- _DIRECTION_
Extract each line of the rows below that contains the string "pennant".

- _RAW DATA_
◇ ◇ ◇
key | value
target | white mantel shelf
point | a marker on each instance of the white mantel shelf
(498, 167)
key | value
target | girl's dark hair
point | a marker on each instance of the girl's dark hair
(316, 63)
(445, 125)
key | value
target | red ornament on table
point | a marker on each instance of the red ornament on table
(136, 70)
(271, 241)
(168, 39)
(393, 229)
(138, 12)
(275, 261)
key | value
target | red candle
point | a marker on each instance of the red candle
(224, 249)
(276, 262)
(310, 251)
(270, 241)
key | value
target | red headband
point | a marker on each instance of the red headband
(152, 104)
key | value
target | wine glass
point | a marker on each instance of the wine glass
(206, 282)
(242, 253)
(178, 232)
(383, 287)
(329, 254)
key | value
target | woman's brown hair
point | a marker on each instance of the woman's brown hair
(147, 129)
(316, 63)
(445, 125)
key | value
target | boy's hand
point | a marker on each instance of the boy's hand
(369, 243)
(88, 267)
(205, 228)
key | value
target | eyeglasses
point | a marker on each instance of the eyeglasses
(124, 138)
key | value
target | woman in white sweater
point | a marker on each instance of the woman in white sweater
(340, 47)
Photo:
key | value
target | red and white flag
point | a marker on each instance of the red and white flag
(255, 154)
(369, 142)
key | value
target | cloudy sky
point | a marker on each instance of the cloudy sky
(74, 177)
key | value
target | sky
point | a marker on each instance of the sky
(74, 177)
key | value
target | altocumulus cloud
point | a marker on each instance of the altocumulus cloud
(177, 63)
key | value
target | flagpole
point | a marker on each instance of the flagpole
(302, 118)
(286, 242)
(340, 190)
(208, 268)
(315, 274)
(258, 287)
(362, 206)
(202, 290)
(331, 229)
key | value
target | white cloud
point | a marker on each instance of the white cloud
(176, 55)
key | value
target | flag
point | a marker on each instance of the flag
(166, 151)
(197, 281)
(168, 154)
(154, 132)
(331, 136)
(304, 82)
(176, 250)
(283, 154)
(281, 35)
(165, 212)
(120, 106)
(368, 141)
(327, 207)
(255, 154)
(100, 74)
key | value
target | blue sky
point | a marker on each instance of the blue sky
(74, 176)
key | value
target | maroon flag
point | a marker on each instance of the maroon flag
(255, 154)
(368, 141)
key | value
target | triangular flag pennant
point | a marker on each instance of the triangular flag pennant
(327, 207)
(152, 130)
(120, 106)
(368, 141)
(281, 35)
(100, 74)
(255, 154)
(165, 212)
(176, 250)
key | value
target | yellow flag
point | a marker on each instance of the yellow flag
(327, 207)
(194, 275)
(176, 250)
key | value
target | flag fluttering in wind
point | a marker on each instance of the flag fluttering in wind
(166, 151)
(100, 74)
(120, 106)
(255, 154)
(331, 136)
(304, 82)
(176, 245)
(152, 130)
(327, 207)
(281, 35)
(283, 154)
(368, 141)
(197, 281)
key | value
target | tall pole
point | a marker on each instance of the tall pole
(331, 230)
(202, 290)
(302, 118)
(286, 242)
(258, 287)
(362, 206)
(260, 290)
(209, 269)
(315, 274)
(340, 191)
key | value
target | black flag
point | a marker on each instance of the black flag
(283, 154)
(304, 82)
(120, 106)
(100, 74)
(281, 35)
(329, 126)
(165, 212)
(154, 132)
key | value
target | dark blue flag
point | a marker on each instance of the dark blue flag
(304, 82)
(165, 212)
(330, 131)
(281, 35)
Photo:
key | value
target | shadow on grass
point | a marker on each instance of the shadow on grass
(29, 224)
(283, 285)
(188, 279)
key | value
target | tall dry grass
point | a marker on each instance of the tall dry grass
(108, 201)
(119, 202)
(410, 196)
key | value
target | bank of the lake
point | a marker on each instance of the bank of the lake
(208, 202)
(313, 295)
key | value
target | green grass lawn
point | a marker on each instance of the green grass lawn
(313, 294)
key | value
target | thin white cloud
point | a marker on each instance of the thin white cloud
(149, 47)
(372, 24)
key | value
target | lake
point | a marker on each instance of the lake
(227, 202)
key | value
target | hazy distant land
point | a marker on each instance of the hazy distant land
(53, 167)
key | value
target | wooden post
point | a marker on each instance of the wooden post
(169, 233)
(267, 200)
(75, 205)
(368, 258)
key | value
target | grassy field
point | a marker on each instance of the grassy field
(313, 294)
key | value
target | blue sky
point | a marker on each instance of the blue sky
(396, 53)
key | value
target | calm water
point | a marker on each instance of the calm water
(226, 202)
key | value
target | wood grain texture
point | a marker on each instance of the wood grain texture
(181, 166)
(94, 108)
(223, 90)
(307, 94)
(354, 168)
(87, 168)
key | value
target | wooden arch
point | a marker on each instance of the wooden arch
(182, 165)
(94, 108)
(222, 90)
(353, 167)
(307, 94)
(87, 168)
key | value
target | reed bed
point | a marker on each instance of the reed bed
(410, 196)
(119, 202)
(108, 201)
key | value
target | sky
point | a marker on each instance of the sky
◇ ◇ ◇
- _RESPONSE TO THE TASK_
target | triangular flag pennant
point | a marker on each instance of the triangular flag pennant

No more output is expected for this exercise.